Dünya ekonomisindeki mevcut tabloyu dikkate aldığımızda, en kritik konu, aşağıya doğru eğilim artmış gözükse de, küresel enflasyonun halen 'dirençli' bir yumuşama sürecinde olduğu gerçeği. Bu nedenle, ekonomik büyümeyi daha da zora sokmadan, merkez bankaları bu aşamaya kadar yeterince 'sıkıştırdıklarını' düşündükleri para politikası adına daha fazla adım atma taraftarı değiller. Çünkü, küresel pandemi sonrası yürütülen kamu destek politikaları, ardından Rusya- Ukrayna Savaşı nedeniyle artan enerji fiyatlarına yönelik olarak, hem KOBİ'lere hem de hane halkına sağlanan mali destekler dikkate alındığında, kamu harcamalarını arttırıcı pek çok gelişme yaşanıyor. Bu anlamda, büyümenin makul düzeyde korunması, aynı zamanda vergi gelirlerinin de korunması anlamına geliyor.
Bu nedenle, kamu mali disiplini açısından da pozitif büyümenin korunması IMF, Dünya Bankası ve OECD gibi uluslararası kuruluşlar tarafından da önerilmekte. Bu noktada, gıda ve enerji fiyatlarındaki fiyat katılığının bertaraf edilmesi tek başına hükümetlerce de çözülebilecek bir husus değil. Çünkü, gıda ve enerji fiyatlarındaki dalgalanmanın arkasında kapsamlı bir küresel ve bölgesel jeopolitik sorun demeti var. Bu nedenle, söz konusu jeopolitik ve jeoekonomik gerginlikler yumuşamadan, gıda ve enerji fiyatlarında köklü bir yumuşama beklemek anlamlı gözükmüyor. Tek kritik nokta, Çin ekonomisinin performansı. Eğer, Çin ekonomisinde beklenenden daha derin bir yavaşlama görülür ise, bunun küresel enflasyon üzerinde fazladan yumuşatıcı etkisi olabilir gibi gözüküyor.
Malum, küresel ve bölgesel jeopolitik gerginliklerin bir parçası da yaptırımlar. Birleşmiş Milletler (BM) kararı olmadan dayatılan yaptırımların, söz konusu yaptırımları talep eden ülkelerin ekonomisini daha olumsuz yönde etkilediğine dair bir yazıyı sizlerle paylaşmıştım. Bu temel gerçeğe rağmen, şu anda ilerleyen süreç, çok sayıda ülkeyi söz konusu ekonomik yaptırımlar konusunda sıkıştırmaya devam etme motifi üzerinden devam ediyor. Bu nedenle, küresel mal ticaretinde derli toplu bir toparlanma olmadığı bir gerçek. Avrupa ve Orta Doğu ağırlıklı jeopolitik gerginlikler, bu coğrafyalardaki ülkelerin mal ticaretini olumsuz yönde etkilediğinden, bilhassa Asya ekonomileri ve Latin Amerika coğrafyası açısından mal ticareti tablosu daha rahat gözüküyor.
Bu nedenle, 2025 yılına kadar dünya ekonomisindeki büyüme trendine en önemli katkıyı mal ticareti değil, esas hizmet ticareti yapıyor olacak. Turizm ve ağırlama endüstrisi ağırlıklı, ulaştırma ve lojistik endüstrisi ağırlıklı canlılık, bölge ekonomilerinin ve dünya ekonomisinin şu anda elindeki en kritik imkan. Bu nedenle, hizmet ihracatı alanında küresel iddiası olan Türkiye'nin bu becerisini yeni hizmet ihracatı rekorlarına taşıması, büyümeye de son derece pozitif bir katkı sağlayacak.

Segmentasyon maskesi verileri
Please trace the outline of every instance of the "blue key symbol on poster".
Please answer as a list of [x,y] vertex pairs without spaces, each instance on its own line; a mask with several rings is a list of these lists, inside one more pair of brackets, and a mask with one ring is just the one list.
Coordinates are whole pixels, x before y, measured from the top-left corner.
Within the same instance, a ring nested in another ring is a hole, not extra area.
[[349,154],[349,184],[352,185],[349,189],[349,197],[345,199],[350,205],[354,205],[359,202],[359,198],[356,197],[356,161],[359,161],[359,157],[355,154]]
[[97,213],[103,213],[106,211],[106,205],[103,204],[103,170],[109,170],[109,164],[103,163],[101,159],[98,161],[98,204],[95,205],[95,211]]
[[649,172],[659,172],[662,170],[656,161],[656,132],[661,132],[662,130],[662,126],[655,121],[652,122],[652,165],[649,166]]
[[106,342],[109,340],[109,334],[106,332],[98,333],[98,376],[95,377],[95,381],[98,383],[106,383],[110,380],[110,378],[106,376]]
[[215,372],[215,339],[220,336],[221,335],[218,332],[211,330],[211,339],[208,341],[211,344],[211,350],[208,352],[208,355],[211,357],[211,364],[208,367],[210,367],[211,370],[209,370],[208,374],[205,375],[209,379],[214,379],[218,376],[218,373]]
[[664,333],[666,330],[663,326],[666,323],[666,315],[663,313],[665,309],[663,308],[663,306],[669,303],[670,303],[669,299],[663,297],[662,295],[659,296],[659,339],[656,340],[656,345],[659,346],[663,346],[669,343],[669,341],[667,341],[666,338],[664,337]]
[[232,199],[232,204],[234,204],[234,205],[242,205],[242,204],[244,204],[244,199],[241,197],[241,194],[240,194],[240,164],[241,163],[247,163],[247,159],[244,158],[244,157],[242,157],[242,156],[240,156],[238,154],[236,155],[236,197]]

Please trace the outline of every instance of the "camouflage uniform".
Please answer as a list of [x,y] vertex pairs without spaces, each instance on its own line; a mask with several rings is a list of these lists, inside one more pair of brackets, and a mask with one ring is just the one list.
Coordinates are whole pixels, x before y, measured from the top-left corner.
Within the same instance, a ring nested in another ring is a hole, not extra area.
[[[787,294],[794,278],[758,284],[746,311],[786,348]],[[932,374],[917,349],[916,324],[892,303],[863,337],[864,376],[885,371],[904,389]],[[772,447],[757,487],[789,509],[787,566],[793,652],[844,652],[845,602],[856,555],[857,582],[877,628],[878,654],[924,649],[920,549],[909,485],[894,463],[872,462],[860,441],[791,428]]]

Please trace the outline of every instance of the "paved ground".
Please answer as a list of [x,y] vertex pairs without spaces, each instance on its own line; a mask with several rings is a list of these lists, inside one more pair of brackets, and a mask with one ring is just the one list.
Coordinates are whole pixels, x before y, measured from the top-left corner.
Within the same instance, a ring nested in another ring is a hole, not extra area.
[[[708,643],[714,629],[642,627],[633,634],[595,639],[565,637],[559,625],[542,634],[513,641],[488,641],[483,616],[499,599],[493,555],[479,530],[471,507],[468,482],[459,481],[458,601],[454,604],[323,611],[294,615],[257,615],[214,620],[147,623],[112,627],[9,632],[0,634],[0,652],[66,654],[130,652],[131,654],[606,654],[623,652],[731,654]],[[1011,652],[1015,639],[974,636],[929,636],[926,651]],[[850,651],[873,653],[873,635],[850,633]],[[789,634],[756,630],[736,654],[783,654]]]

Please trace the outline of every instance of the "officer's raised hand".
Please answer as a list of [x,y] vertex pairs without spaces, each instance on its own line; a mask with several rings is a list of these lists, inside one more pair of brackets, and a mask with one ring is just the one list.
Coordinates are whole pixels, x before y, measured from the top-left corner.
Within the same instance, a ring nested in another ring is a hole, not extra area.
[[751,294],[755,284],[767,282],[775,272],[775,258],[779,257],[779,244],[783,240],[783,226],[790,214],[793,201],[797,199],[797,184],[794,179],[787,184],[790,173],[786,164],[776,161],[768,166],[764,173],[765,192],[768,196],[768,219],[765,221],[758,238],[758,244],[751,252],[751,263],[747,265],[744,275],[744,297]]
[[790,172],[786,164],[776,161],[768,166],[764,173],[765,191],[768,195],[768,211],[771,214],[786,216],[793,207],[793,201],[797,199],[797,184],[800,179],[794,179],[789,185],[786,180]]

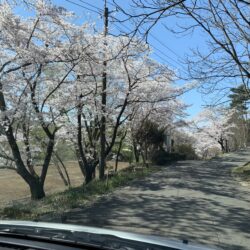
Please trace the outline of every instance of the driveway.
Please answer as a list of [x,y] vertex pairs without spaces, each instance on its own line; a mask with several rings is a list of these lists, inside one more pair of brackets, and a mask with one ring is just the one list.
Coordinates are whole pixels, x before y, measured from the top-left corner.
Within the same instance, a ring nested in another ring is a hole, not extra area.
[[183,161],[74,209],[67,223],[250,249],[250,187],[231,177],[250,149],[211,161]]

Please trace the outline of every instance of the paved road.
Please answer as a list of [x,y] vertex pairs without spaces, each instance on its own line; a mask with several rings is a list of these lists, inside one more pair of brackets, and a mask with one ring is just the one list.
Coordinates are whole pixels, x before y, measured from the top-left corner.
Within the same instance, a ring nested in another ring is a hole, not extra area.
[[250,187],[230,175],[232,166],[249,160],[250,149],[209,162],[179,162],[71,211],[67,223],[250,249]]

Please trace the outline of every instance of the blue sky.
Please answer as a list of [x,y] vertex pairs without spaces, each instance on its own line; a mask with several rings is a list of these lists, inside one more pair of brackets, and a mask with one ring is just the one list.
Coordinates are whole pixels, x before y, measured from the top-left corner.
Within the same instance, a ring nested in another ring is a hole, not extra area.
[[[69,2],[71,1],[71,2]],[[103,9],[104,1],[103,0],[52,0],[52,2],[56,5],[63,6],[64,8],[71,10],[79,16],[78,22],[96,21],[99,27],[102,27],[102,20],[100,19],[100,15],[95,11],[101,11],[99,9]],[[109,10],[113,11],[114,7],[112,6],[112,1],[108,0],[111,4],[108,4]],[[119,2],[119,1],[118,1]],[[128,2],[130,1],[122,1],[122,4],[125,8],[129,10]],[[74,4],[75,3],[75,4]],[[90,5],[88,5],[88,4]],[[81,6],[78,6],[78,5]],[[92,7],[96,6],[96,8]],[[89,8],[90,10],[88,10]],[[91,11],[94,10],[94,11]],[[115,14],[113,12],[113,14]],[[119,13],[116,15],[119,15]],[[168,24],[175,25],[176,19],[169,18],[166,19],[165,22]],[[115,32],[116,27],[110,23],[110,30]],[[174,35],[167,31],[162,23],[159,23],[152,30],[151,35],[149,36],[149,44],[153,46],[154,53],[152,57],[157,61],[164,63],[170,66],[173,69],[177,69],[179,71],[185,72],[186,65],[183,64],[182,58],[188,56],[190,54],[190,49],[194,49],[197,46],[201,49],[205,49],[205,37],[204,34],[196,32],[193,35],[181,36]],[[184,82],[180,82],[183,84]],[[189,104],[190,107],[187,110],[187,113],[192,117],[195,116],[202,108],[202,105],[205,104],[204,96],[202,96],[196,89],[189,91],[184,94],[182,97],[183,101],[186,104]]]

Alıştırma Yönergesi → Küresel ekonomiye ilişkin metindeki "Bu nedenle, 2025 yılına kadar" sözleriyle başlayan paragrafı, temel bilgilerini koruyarak madde listesi biçiminde yeniden yazınız. Bu çalışmada öğelere başvurulması gerekmemektedir.

Alıştırma Çözümü →
- 2025 yılına kadar dünya ekonomisindeki büyüme trendine en önemli katkıyı mal ticareti değil, hizmet ticareti sağlayacaktır.
- Turizm ve ağırlama ile ulaştırma ve lojistik endüstrilerinin öncülük ettiği canlılık, bölge ekonomilerinin ve dünya ekonomisinin şu anda elindeki en kritik imkândır.
- Hizmet ihracatında küresel iddiası bulunan Türkiye'nin bu becerisini yeni rekorlara taşıması, büyümeye son derece olumlu bir katkı sağlayacaktır.